Son successeur Hassan fit établir les premières batteries sur cette jetée. En 1560, Sala-Reïs la consolida, du côté de la pleine mer, par un amoncellement de roches afin de la préserver contre les tempêtes. Ce n'est qu'en 1573 et sous Arab-Ahmed, que furent construits le phare, une tour de surveillance, le parapet qui entoura le Peñon et enfin le gros môle qui devait assurer la tranquillité du port.

Nous ne suivrons pas plus longuement l'histoire d'Alger désormais connue de tous et ces notes nous paraissent plus que suffisantes pour montrer ce que furent cette ville et on port depuis les temps les plus lointains jusqu'au moment de l'expédition française qui devait amener la ruine de la piraterie et transformer si merveilleusement toute celle région. Nous allons étudier les différentes phases par lesquelles le port d'Alger est passé depuis cette date jusqu'à nos jours.

PREMIÈRE PÉRIODE

LE PORT D'ALGER PENDANT LES PREMIÈRES ANNÉES DE L'OCCUPATION

Bâti en amphithéâtre, sur le versant oriental d'un petit promontoire des derniers contreforts de l'Atlas, ce nid de pirates présentait la forme d'un triangle dont la base s'appuyait à la mer et dont le sommet se terminait à la citadelle de la Casbah. Son enceinte avait un développement de 3,000 mètres.
La baie d'Alger n'offrait primitivement aucun abri assuré contre les mauvais temps et les coups de vent venant du Nord et de l'Est. La rade foraine, abritée par le cap Caxine. formait le meilleur mouillage de la baie et les vaisseaux jetaient l'ancre à un mille environ à l'Est du phare actuel de l'Amirauté, sur des fonds vaseux, par 30 à 50 mètres de profondeur.

» Consigne:
Renvoyez sans rien changer le passage de l'extrait sur le port d'Alger qui commence aux mots « LE PORT D'ALGER PENDANT » et s'arrête après « mètres de profondeur. ». Les enregistrements forment un ensemble à part, distinct de l'extrait.

» Enregistrements fournis:
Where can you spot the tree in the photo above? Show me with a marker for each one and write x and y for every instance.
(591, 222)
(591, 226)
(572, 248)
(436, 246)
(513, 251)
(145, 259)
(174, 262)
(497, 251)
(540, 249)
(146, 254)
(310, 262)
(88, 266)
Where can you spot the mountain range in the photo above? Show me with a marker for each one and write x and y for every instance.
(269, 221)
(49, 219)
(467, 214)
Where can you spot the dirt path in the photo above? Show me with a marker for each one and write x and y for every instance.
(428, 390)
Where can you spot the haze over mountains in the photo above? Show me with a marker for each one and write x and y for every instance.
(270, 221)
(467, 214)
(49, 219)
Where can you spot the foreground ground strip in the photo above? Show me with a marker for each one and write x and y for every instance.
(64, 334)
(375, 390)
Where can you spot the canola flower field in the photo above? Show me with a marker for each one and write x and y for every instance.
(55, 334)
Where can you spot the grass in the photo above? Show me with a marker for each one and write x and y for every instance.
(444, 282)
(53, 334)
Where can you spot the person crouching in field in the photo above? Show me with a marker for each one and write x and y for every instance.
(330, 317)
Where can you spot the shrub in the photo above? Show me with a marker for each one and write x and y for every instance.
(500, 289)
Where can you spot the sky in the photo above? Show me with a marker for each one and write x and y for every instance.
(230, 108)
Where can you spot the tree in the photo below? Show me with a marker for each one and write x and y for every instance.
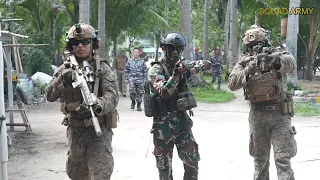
(84, 11)
(311, 44)
(292, 36)
(102, 28)
(186, 29)
(205, 30)
(233, 44)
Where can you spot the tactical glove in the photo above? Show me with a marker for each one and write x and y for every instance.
(251, 68)
(68, 76)
(179, 69)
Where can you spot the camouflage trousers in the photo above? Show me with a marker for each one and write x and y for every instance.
(89, 156)
(271, 128)
(121, 77)
(175, 129)
(136, 90)
(216, 74)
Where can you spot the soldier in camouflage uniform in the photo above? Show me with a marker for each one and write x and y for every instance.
(171, 124)
(263, 76)
(197, 54)
(136, 74)
(89, 155)
(216, 67)
(143, 55)
(119, 66)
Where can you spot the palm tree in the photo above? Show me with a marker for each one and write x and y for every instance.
(185, 9)
(292, 36)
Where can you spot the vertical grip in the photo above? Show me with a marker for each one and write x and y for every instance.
(95, 123)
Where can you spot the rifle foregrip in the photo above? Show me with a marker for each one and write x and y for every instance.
(95, 123)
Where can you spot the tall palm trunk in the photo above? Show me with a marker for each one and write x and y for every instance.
(185, 9)
(205, 33)
(226, 35)
(84, 11)
(102, 28)
(292, 36)
(233, 44)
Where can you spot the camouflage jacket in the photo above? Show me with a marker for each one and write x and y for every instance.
(119, 63)
(198, 56)
(239, 74)
(136, 70)
(108, 97)
(216, 63)
(158, 78)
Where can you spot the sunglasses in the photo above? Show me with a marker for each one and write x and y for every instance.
(84, 42)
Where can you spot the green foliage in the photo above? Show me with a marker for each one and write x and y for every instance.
(36, 60)
(307, 109)
(210, 95)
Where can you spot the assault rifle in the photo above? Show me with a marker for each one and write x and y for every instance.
(263, 57)
(83, 78)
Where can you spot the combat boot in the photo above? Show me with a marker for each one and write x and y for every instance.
(133, 103)
(139, 106)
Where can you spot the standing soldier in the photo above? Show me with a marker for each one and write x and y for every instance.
(197, 54)
(136, 73)
(143, 55)
(119, 66)
(89, 155)
(216, 67)
(170, 99)
(262, 73)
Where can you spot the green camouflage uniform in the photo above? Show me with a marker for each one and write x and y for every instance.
(268, 126)
(172, 127)
(89, 156)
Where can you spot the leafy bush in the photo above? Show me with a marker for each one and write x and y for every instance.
(210, 95)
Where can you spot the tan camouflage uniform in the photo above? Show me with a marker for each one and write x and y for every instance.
(268, 126)
(89, 156)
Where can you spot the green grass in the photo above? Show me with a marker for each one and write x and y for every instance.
(210, 95)
(307, 109)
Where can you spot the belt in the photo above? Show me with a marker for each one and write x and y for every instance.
(84, 123)
(272, 107)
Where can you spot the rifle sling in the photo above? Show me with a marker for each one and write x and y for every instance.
(97, 79)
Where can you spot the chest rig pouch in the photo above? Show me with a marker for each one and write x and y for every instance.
(264, 87)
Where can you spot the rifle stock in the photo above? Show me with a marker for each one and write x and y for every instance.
(88, 97)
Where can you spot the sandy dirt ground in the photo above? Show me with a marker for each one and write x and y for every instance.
(221, 130)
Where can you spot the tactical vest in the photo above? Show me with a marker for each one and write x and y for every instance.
(181, 99)
(264, 87)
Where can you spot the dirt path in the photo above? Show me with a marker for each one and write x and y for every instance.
(220, 129)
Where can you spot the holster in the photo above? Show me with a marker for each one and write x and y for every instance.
(287, 106)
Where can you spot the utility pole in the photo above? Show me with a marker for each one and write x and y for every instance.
(3, 125)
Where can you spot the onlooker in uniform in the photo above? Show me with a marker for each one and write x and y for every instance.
(136, 73)
(216, 67)
(119, 67)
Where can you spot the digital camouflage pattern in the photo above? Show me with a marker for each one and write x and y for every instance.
(216, 69)
(136, 74)
(173, 129)
(198, 56)
(119, 66)
(268, 127)
(89, 155)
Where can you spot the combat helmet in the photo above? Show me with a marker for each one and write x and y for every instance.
(173, 44)
(82, 31)
(255, 35)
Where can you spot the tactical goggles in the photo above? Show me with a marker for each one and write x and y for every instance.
(76, 42)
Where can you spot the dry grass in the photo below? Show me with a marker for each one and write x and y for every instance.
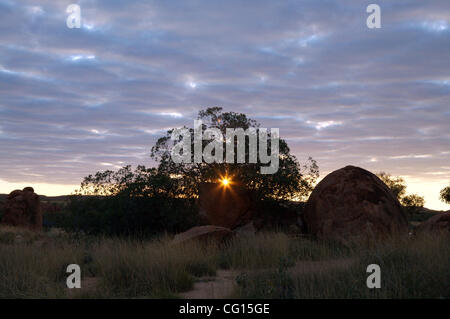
(269, 265)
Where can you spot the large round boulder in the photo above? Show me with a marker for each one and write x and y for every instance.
(352, 203)
(227, 206)
(23, 208)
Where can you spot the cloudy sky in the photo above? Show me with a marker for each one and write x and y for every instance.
(75, 101)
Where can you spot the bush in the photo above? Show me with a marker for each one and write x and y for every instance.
(125, 216)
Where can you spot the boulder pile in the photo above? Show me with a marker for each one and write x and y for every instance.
(353, 203)
(23, 208)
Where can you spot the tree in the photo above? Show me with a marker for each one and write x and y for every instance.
(445, 195)
(396, 184)
(398, 187)
(413, 200)
(292, 180)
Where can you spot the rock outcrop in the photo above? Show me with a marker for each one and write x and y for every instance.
(204, 234)
(23, 208)
(226, 206)
(353, 203)
(438, 223)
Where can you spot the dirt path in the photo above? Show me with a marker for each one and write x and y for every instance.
(218, 287)
(221, 286)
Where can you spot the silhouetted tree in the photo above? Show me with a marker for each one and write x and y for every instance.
(292, 180)
(445, 195)
(398, 187)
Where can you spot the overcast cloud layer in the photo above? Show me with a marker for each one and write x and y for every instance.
(75, 101)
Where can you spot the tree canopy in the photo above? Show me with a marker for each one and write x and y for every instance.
(398, 187)
(291, 181)
(445, 195)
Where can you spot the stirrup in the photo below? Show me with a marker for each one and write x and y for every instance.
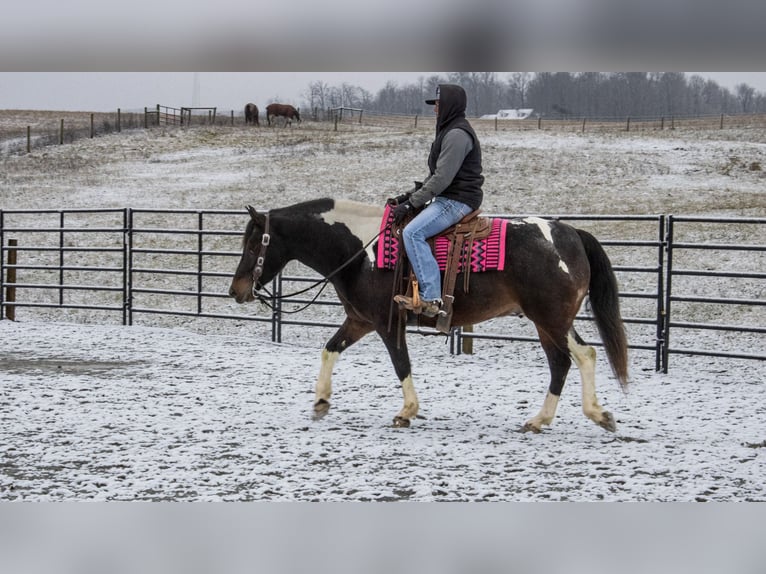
(419, 306)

» Résultat attendu:
LE PORT D'ALGER PENDANT LES PREMIÈRES ANNÉES DE L'OCCUPATION

Bâti en amphithéâtre, sur le versant oriental d'un petit promontoire des derniers contreforts de l'Atlas, ce nid de pirates présentait la forme d'un triangle dont la base s'appuyait à la mer et dont le sommet se terminait à la citadelle de la Casbah. Son enceinte avait un développement de 3,000 mètres.
La baie d'Alger n'offrait primitivement aucun abri assuré contre les mauvais temps et les coups de vent venant du Nord et de l'Est. La rade foraine, abritée par le cap Caxine. formait le meilleur mouillage de la baie et les vaisseaux jetaient l'ancre à un mille environ à l'Est du phare actuel de l'Amirauté, sur des fonds vaseux, par 30 à 50 mètres de profondeur.